Exercise data:
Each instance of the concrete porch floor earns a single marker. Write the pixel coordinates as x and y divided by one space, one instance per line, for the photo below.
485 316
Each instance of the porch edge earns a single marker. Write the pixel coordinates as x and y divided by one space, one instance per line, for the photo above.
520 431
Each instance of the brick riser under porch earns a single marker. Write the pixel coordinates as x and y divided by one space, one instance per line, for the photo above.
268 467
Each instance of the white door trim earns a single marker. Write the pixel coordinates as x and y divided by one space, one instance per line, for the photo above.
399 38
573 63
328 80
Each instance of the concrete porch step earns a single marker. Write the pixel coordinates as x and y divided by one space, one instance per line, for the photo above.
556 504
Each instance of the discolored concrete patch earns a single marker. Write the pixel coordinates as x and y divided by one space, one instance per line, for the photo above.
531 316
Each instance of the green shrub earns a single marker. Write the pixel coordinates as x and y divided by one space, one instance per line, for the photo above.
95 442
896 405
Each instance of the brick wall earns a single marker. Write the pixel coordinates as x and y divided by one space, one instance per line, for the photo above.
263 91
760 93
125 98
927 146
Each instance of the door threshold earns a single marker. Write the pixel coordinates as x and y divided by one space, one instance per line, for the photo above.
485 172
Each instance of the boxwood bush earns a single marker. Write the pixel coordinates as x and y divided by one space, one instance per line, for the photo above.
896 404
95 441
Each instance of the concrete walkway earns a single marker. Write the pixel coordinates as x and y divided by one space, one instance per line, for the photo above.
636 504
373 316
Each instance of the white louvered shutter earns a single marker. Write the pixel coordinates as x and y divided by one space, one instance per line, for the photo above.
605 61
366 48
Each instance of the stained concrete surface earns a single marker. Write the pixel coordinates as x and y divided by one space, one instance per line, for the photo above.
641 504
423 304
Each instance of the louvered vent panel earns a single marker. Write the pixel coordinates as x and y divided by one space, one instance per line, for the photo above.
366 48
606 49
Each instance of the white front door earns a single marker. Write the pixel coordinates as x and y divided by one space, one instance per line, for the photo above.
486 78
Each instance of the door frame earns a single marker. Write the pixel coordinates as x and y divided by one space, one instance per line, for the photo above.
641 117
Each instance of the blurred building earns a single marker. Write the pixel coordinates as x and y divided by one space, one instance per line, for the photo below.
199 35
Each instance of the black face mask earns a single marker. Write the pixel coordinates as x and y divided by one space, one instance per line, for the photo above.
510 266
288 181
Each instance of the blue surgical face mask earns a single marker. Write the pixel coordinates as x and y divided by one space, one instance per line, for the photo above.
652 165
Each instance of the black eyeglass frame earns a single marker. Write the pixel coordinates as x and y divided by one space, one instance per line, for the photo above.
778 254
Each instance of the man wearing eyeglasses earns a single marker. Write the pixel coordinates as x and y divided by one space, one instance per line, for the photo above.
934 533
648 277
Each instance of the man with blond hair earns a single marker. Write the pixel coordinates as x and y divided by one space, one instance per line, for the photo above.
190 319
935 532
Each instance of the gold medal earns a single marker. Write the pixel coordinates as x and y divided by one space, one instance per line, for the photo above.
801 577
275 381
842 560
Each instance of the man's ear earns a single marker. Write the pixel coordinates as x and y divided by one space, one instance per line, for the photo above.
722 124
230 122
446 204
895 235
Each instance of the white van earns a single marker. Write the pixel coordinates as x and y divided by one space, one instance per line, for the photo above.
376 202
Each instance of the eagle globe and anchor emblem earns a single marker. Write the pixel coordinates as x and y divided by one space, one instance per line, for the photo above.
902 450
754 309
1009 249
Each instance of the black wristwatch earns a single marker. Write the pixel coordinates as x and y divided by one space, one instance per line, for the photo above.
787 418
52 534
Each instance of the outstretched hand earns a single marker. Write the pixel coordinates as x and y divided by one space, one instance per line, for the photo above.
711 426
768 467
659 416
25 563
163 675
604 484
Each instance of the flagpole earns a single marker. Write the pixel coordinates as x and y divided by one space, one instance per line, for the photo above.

About this task:
Exact transcription of the listing is needed, with no line left out.

Solution to this task:
Each instance of the concrete porch floor earns a single marker. Write the pixel coordinates as x and y divided by one space, one instance per line, for the photo below.
485 316
Each instance of the porch edge earns a single marker. Write the pixel coordinates as x and y divided by one space, one instance per line, for the photo above.
520 431
Each instance of the brick riser under porch earns a single marker. Write the pixel coordinates as x and y divided by one space, one instance per line, for the photo above.
268 467
Each instance of the white door trim earns a single marker. Write the pixel coordinates as x and y divided by one space, one instance per line, for the photo above.
399 38
573 63
328 80
Each instance of the concrete porch step earns a single marker. Write the pixel coordinates as x and y divided by one space, one instance per line, for the photo above.
556 504
Each instance of the discolored concrete patch earns a single marker. Write the pixel coordinates as x and y divided by one space, one instance per line, for the photo above.
531 316
Each instance of the green shrub earns a single marker. Write the pixel coordinates as x and y divided by one space, one instance per line, for the photo above.
95 442
896 405
Each instance of the brick wall earns a single marker. Write the pixel coordinates as x and y divided by one space, one instance per line, for the photo above.
263 91
760 93
125 98
927 146
Each instance of the door threshold earns a single marker. Write the pixel coordinates as x and y divided by one space, one instance per line, for the photo above.
485 172
Each instance of the boxwood bush earns a single marker. Write the pixel coordinates as x and y divided by one space, one instance per line, for the photo above.
896 404
95 441
Each instance of the concrete walkway earns a single marker. Write the pixel coordinates as x and y divided by one space, one instance per line, for the photo above.
636 504
373 316
Each instance of the white louvered shutter earns a single marker. Write the pixel coordinates as x and y divided by one space, one instance per line, for the photo above.
605 61
366 48
Each instance of the stained concrete surface earns a single marker. Write the pixel coordinates as x and y divided by one space, one instance per line, for the photo above.
641 504
423 304
Each instance of the louvered vent panel earns a single marker. Write the pixel coordinates as x and y divided by one space, one instance per line, for the photo above.
366 48
606 49
Each instance of the white front door earns a single marker. Write the pixel coordinates as x and y divided by one space, one instance per line, for the photo above.
486 78
Each instance of the door frame earns a single marker. Write the pixel coordinates as x and y divided by one space, one instance per line, for the photo above.
641 117
Each instance of the blurred building earns a single marker. Write the pixel coordinates as x and y divided by one space, one instance per line, for the photo below.
199 35
Each instance of the black face mask earns a single marker. Write the pixel coordinates as x and y divided by one space, one instance per line, for the photo above.
510 266
288 181
Each instance of the blue surgical face mask earns a single marker. Write the pixel coordinates as x and y divided by one space, one instance per line, for the photo above.
652 165
Each instance of the black eyeglass frame earns a single marker. Write the pixel coordinates as x and y divided by one space, one instance per line, for the photo above.
778 254
Each instance of the man wearing eyeglasses earns a single marker. Write the pixel coordinates as x and y divided by one space, one instance per line, for the photo above.
934 533
648 277
Each instance of the man with blond hair earns a single marker. Write the pixel coordinates as x and y divided by one space, one instance per line, for the photo above.
190 319
935 532
Each instance of the gold medal earns a single marker. Write the pixel coordinates as x and y divided by one space, one instance per line, for the photo above.
801 577
275 381
842 560
Each instance of the man's ear earns a single marker. Write the pixel coordinates as x and y divided by one space, one instance per line, for the photo above.
722 124
230 122
446 204
895 235
Each instance of the white van earns a single marker. Write the pixel coordinates as x and y divided by one space, one instance per line, for the photo above.
376 202
Each instance of the eagle globe and anchor emblem earns a single marker. Write the pixel coordinates as x and y divided by one space, one instance per line, for the photo above.
902 450
754 309
1009 249
Each instance of the black wristwatch earns a single marker. Write the pixel coordinates as x and y divided by one space, one instance per line, for the photo above.
787 418
52 534
Each instance of the outstretched hand earns a single marker. Write the pixel coordinates as x and y divided by one space, one instance per line, for the photo above.
711 426
768 467
659 416
25 563
163 675
604 484
Each instance of the flagpole earns a single marker. Write the pixel coordinates as x and y divided by one space, one instance per line, for the photo above.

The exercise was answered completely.